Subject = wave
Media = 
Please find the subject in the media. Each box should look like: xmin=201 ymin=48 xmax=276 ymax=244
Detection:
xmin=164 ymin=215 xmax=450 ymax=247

▶ [COSA SI CHIEDE]
Modifica i record qui sopra riscrivendoli per intero con "onda" al posto di "wave". Non cambiare nient'altro.

▶ [COMPITO SVOLTO]
Subject = onda
Media = 
Please find the subject in the media. Each box should look like: xmin=201 ymin=48 xmax=276 ymax=244
Detection:
xmin=164 ymin=215 xmax=450 ymax=247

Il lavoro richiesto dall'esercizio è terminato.